Exercise requirements » Write out the listing again, substituting "image" for every occurrence of "photo" and keeping everything else unchanged. Omit the picture from your answer.
***** Input records *****
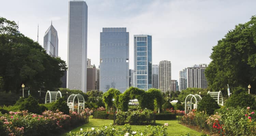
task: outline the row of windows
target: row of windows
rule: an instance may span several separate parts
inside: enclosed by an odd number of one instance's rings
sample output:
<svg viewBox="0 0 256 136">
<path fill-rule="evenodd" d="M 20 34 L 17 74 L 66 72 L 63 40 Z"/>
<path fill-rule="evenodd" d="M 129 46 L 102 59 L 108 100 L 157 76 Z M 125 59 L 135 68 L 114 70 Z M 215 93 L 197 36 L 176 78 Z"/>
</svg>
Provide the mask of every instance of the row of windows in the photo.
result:
<svg viewBox="0 0 256 136">
<path fill-rule="evenodd" d="M 128 44 L 101 44 L 101 46 L 124 46 L 129 45 Z"/>
<path fill-rule="evenodd" d="M 103 58 L 101 59 L 101 63 L 102 62 L 129 62 L 128 58 Z"/>
<path fill-rule="evenodd" d="M 147 74 L 147 70 L 137 70 L 137 74 Z"/>
</svg>

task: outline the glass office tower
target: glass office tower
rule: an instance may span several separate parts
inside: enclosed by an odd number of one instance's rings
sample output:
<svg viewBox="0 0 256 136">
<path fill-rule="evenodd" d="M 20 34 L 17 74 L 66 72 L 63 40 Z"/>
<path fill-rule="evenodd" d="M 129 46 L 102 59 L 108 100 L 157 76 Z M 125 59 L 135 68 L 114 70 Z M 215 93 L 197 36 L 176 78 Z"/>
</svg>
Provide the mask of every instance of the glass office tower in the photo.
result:
<svg viewBox="0 0 256 136">
<path fill-rule="evenodd" d="M 152 88 L 152 36 L 134 35 L 134 87 Z"/>
<path fill-rule="evenodd" d="M 129 86 L 129 33 L 126 28 L 103 28 L 100 32 L 100 90 Z"/>
</svg>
*****
Correct response »
task: outline the row of windows
target: row of windows
rule: an instance may span several separate parts
inside: enclosed by an odd number of one instance's rings
sample output:
<svg viewBox="0 0 256 136">
<path fill-rule="evenodd" d="M 20 34 L 17 74 L 66 72 L 63 40 Z"/>
<path fill-rule="evenodd" d="M 129 46 L 102 59 L 108 100 L 157 76 Z M 125 59 L 135 68 L 114 70 Z M 215 93 L 197 36 L 176 78 Z"/>
</svg>
Provide the mask of every instance of the row of windows in the image.
result:
<svg viewBox="0 0 256 136">
<path fill-rule="evenodd" d="M 128 44 L 101 44 L 101 46 L 124 46 L 129 45 Z"/>
<path fill-rule="evenodd" d="M 103 58 L 101 59 L 101 63 L 102 62 L 129 62 L 128 58 Z"/>
<path fill-rule="evenodd" d="M 147 74 L 147 70 L 137 70 L 137 74 Z"/>
</svg>

task: outline the glass office tower
target: glass office tower
rule: an instance may span several separate parts
inside: enclosed by an odd number of one instance's rings
sample output:
<svg viewBox="0 0 256 136">
<path fill-rule="evenodd" d="M 20 34 L 17 74 L 66 72 L 63 40 Z"/>
<path fill-rule="evenodd" d="M 129 46 L 102 59 L 108 100 L 157 76 Z M 125 59 L 135 68 L 114 70 Z M 215 93 L 197 36 L 176 78 Z"/>
</svg>
Provide the mask of every instance of the glass office tower in the image.
result:
<svg viewBox="0 0 256 136">
<path fill-rule="evenodd" d="M 152 88 L 152 36 L 134 35 L 134 87 Z"/>
<path fill-rule="evenodd" d="M 129 86 L 129 33 L 126 28 L 103 28 L 100 32 L 100 90 Z"/>
</svg>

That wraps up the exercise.